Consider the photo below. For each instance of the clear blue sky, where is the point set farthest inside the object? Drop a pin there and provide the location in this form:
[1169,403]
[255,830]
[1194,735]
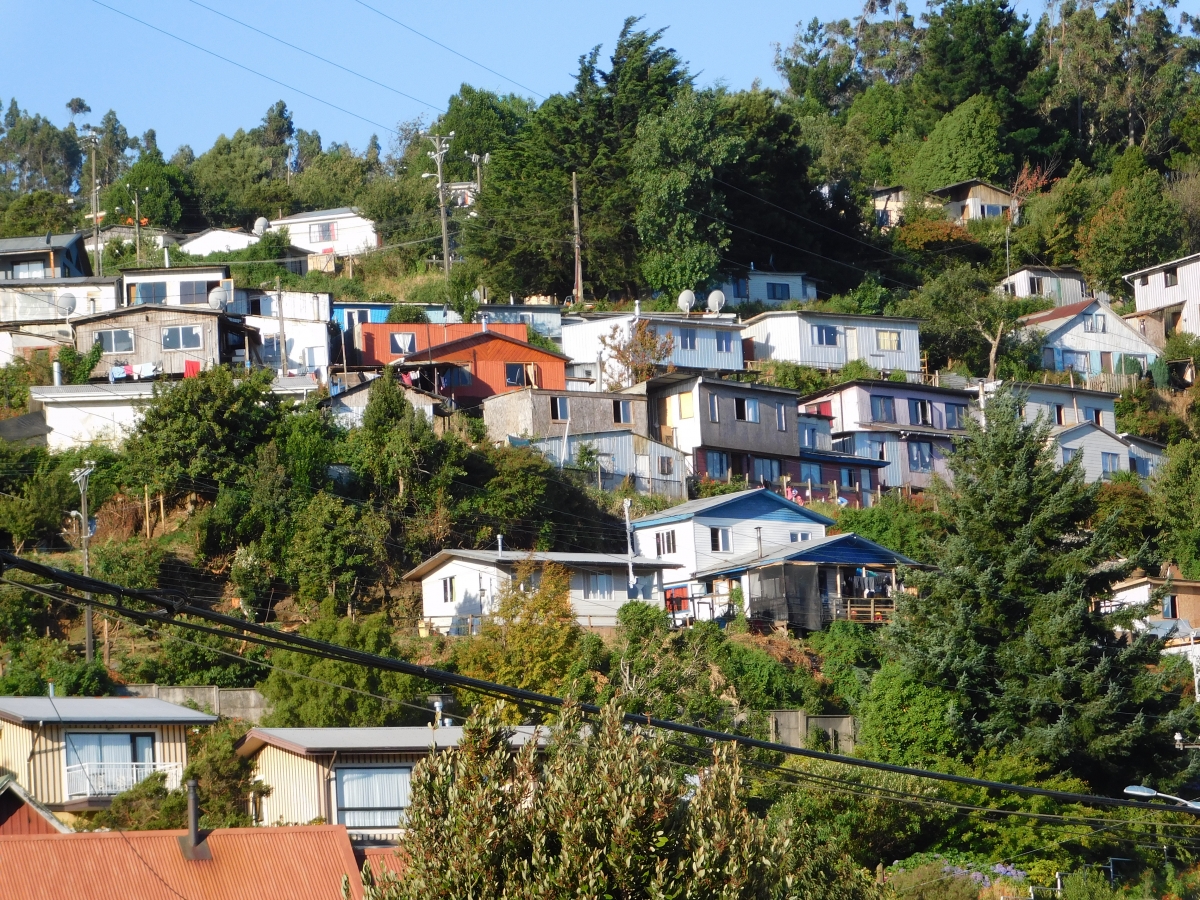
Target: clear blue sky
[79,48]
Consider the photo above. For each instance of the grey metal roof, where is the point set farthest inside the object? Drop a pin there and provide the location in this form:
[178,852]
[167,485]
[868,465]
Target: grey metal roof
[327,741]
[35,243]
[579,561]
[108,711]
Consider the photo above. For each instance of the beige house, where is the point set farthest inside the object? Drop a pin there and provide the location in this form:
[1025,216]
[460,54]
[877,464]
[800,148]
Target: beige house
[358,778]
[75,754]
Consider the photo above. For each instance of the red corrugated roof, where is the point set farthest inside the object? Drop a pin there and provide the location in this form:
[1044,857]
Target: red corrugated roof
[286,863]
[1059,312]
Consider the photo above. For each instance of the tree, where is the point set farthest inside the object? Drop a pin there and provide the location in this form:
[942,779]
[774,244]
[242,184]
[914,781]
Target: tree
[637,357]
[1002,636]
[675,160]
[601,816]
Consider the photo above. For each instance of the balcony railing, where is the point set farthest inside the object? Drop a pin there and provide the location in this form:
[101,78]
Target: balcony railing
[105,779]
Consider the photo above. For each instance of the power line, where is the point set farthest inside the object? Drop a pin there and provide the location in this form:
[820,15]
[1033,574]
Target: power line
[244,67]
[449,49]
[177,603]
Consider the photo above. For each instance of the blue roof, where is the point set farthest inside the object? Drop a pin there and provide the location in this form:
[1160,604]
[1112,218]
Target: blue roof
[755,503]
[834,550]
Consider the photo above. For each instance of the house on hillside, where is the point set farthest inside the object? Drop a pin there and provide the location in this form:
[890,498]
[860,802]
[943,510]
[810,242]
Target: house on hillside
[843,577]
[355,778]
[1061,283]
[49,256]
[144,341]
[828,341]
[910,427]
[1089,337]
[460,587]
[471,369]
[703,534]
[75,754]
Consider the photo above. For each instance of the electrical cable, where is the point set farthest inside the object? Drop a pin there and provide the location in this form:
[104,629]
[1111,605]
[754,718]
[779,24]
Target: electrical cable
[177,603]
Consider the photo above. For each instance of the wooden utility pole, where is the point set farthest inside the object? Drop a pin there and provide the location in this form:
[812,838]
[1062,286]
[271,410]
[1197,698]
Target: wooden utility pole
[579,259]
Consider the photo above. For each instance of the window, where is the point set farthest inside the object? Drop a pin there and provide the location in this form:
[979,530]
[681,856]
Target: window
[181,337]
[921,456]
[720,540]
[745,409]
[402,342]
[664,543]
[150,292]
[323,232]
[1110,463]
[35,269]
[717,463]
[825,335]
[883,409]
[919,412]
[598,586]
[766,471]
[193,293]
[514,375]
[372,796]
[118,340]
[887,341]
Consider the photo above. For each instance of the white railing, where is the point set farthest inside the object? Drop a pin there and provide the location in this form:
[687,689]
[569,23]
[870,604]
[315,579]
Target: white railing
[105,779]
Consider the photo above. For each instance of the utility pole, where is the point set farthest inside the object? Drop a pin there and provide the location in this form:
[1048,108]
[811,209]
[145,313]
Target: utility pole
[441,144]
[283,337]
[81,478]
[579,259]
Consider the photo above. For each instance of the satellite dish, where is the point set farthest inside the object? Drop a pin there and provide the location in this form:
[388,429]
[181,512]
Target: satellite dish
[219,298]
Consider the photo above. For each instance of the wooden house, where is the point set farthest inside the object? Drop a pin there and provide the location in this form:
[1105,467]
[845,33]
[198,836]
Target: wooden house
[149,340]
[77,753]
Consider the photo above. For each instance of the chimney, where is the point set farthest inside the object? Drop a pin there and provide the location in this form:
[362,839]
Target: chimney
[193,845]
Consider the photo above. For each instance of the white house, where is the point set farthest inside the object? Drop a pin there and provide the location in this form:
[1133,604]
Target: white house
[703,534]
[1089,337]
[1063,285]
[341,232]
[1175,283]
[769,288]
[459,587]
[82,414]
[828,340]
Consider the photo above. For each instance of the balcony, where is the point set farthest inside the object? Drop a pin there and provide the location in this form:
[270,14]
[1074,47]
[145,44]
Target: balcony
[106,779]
________________________________________
**WHAT IS REQUIRED:** Repeat the data in full and exactly. Omit pictures.

**RESPONSE TO THE EXERCISE:**
Consider the photo below. For each instance of the clear blue sky, where is the point set farthest inside the object? Drop a pin there and provide the location in this form:
[1169,403]
[255,830]
[1194,735]
Target: clear blue sky
[79,48]
Consider the photo above. For each instance of the grey metal roof, where is the point set farthest inside the object? Drop a pin there and provide the location in this form:
[178,852]
[167,485]
[868,465]
Target: grey metal roof
[327,741]
[35,243]
[579,561]
[108,711]
Consider the photo above. For each instance of the beige house, where is the point set farthest inside the object? Drop a pin there and provide the location in this form:
[1025,216]
[460,54]
[877,464]
[800,148]
Target: beige house
[358,778]
[75,754]
Consider the photo above. For each instance of the red corrugated roof, where is the point set farthest inside the object? Drop a pin there and provide the location in this form:
[1044,857]
Target: red corrugated roof
[286,863]
[1059,312]
Consider the photo above. For each instance of the tree, where is the point set farthest inside the object? Drop a pin there and provide the location in this form:
[942,779]
[774,244]
[242,184]
[914,781]
Target: tree
[637,357]
[1002,636]
[675,160]
[601,816]
Consider the photo above. For each instance of the balcony railing, where is the point set farthest inside the object? Drop a pin there and provide the location in this form:
[101,78]
Target: balcony railing
[105,779]
Consider the photo above. For each instance of the power line, where is the point set farthest inside the object? Drop a pin there and provide the location in this form:
[820,15]
[1033,574]
Target: power line
[244,67]
[449,49]
[177,603]
Consider the photo above. For each instance of the blue roof, where is the point set farthest inside the object? Drop a pin there and provide the location in this form:
[1160,604]
[1112,218]
Target: blue roof
[755,503]
[834,550]
Consider the photo above. For each instance of the house on hillside, where is the point set farthest inside the object? Drop a pin there and provide the location in this form:
[890,498]
[860,802]
[943,510]
[810,242]
Target: house on hillside
[843,577]
[355,778]
[1061,283]
[49,256]
[144,341]
[828,341]
[910,427]
[1089,337]
[460,587]
[471,369]
[703,534]
[75,754]
Consider the photo above. For each instance of the electrical cable, where is the point set farthest inside the object? Drop a pin there and provide the location in this form:
[104,629]
[1111,605]
[754,718]
[779,24]
Target: electrical cable
[177,603]
Consider the photo above. For each instance of the wooden utility pole, where is the point set farthest inside the object? Drop a pin there and provide the location in this form:
[812,838]
[1062,286]
[271,410]
[1197,698]
Target: wooden utility pole
[579,259]
Consider the photo above. For each instance of the window, where is the point set farthest inside the object? Drop a pin there and provide the location in this form:
[979,530]
[681,856]
Target: window
[181,337]
[921,456]
[720,540]
[745,409]
[402,342]
[664,543]
[150,292]
[323,232]
[1110,463]
[35,269]
[717,463]
[825,335]
[883,409]
[919,412]
[598,586]
[766,471]
[193,293]
[514,375]
[372,796]
[118,340]
[887,341]
Consider the photo above. For each instance of the white railing, where is the point set farthest inside the object? Drop a pin there and provide the location in this form:
[687,689]
[569,23]
[870,604]
[315,579]
Target: white railing
[105,779]
Consider the photo above. For each instance of the utility pole, where is the point set farthest inside the object? Drop a pin there and provide the location in this form:
[1048,108]
[811,209]
[145,313]
Target: utility pole
[441,144]
[283,337]
[81,478]
[579,259]
Consider the photo above. For each instance of the satellite dish, where is the point set farthest inside the object? Drop a pin there and provide the location in this form:
[388,429]
[181,512]
Target: satellite dish
[219,298]
Consider the photo above. For each instance of the wooden house, where is the point set farthest inside the object? Drop a pin there and provide the location in this form:
[1105,467]
[845,33]
[198,836]
Target: wooden house
[149,340]
[77,753]
Consider the photo above. For each instance of the chimney, where is the point set farthest inside the object? Drop a pin there and provide the location in this form:
[362,839]
Target: chimney
[193,845]
Consider the photo above. For each instance of the white house, where is the point set farthest inside the object? Drop a pin there and provide the location in this form:
[1133,604]
Target: white house
[703,534]
[1089,337]
[1063,285]
[341,232]
[1175,283]
[769,288]
[459,587]
[82,414]
[828,340]
Consider the photo above. For each instance of the balcony, where is the point set farthest inside the object? Drop a pin there and provide the location in this form:
[270,14]
[1074,47]
[145,44]
Target: balcony
[106,779]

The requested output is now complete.